* begin PASSAGE TO READ *

In this guide, we will explore what Nouveau is, how to install and configure it, and how to create and query full-text search indexes using Apache Lucene. Whether you are a seasoned CouchDB user or just getting started, this article will break down the concepts and provide step-by-step instructions to get you up and running with Nouveau.
Full-Text Search in CouchDB Before Nouveau: Using Elasticsearch
Before the introduction of Nouveau, CouchDB developers relied on Elasticsearch for full-text search functionality. Elasticsearch, a distributed search engine based on Apache Lucene, was commonly used alongside CouchDB via the couchdb-lucene plugin or through external indexing pipelines.
How Elasticsearch Was Used with CouchDB
- Replication to Elasticsearch: Documents were replicated from CouchDB into an external Elasticsearch cluster for indexing.
- couchdb-lucene Plugin: A middleware service that connected CouchDB’s views to an Elasticsearch backend.
- Direct Indexing from CouchDB: Some users built custom pipelines to push document updates from CouchDB to Elasticsearch in real-time.
Challenges with Elasticsearch Integration
- Complexity: Managing an external Elasticsearch cluster added operational overhead.
- Consistency Issues: Data replication between CouchDB and Elasticsearch was asynchronous, leading to potential inconsistencies.

* end PASSAGE TO READ *
* begin DATA *

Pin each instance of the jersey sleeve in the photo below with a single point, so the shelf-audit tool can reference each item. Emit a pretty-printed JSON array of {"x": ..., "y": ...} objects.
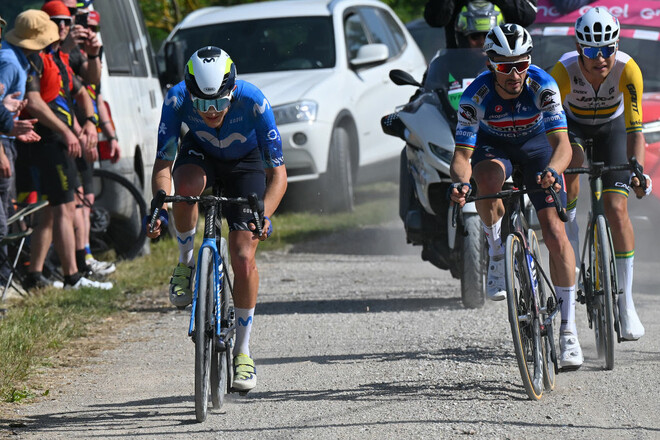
[
  {"x": 268, "y": 136},
  {"x": 169, "y": 127},
  {"x": 632, "y": 87},
  {"x": 548, "y": 99},
  {"x": 469, "y": 114}
]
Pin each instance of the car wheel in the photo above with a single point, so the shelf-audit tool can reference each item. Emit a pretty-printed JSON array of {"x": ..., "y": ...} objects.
[{"x": 337, "y": 182}]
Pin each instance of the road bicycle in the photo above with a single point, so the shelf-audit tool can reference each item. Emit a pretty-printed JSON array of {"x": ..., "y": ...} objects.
[
  {"x": 212, "y": 323},
  {"x": 598, "y": 287},
  {"x": 531, "y": 300}
]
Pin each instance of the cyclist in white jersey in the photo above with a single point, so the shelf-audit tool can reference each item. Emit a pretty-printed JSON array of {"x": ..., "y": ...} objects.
[{"x": 601, "y": 89}]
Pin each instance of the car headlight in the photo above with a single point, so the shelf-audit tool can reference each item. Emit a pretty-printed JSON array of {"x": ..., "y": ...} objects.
[{"x": 301, "y": 111}]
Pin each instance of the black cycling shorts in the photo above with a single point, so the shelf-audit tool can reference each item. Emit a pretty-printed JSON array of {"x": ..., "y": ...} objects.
[
  {"x": 609, "y": 146},
  {"x": 236, "y": 178},
  {"x": 46, "y": 167},
  {"x": 532, "y": 157}
]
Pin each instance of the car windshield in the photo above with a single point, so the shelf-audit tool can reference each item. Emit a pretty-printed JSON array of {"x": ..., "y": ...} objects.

* end DATA *

◆ EXERCISE INSTRUCTIONS ◆
(1) In the CouchDB full-text search passage, what did managing an external Elasticsearch cluster add?
(2) Extend the CouchDB full-text search passage past its final sentence.

◆ ANSWERS TO THE TASKS ◆
(1) It added operational overhead.

(2)
- Performance Overhead: Running an additional search engine required additional resources.
- Dependency Management: Maintaining separate services and ensuring compatibility between CouchDB and Elasticsearch versions could be challenging.
The Shift to Nouveau
With Nouveau, full-text search is now natively integrated into CouchDB, eliminating the need for external dependencies like Elasticsearch. This new approach simplifies deployment, improves consistency, and reduces maintenance efforts while still leveraging Lucene’s powerful search capabilities.
By adopting Nouveau, CouchDB users gain an efficient, built-in full-text search solution without the complexities of external search services like Elasticsearch.
What is Nouveau and Why Was It Introduced?
Nouveau is a new query server for CouchDB that provides full-text search capabilities using Apache Lucene. Unlike traditional views or Mango queries, Nouveau allows developers to perform complex text-based searches with features like tokenization, analyzers, stemming, faceting, and sorting.
Key Benefits of Nouveau:
- Lucene-powered indexing: Utilizes Apache Lucene for high-performance text search.
- Flexible search queries: Supports phrase searches, wildcards, fuzzy matching, and more.
- Efficient indexing: Designed to handle large datasets with optimized indexing performance.
- Improved search relevance: Supports custom analyzers for better search accuracy.
- Integration with CouchDB: Works seamlessly within CouchDB’s existing architecture.
Nouveau is an experimental feature in CouchDB, which means it is still under development, and its APIs may change in future versions. However, it provides a powerful alternative to CouchDB's deprecated search features based on Erlang and SpiderMonkey.
Installing and Configuring Nouveau in CouchDB
To get started with Nouveau, you need to install and enable it in CouchDB. The following sections outline the prerequisites, installation steps, and configuration settings required to set up Nouveau.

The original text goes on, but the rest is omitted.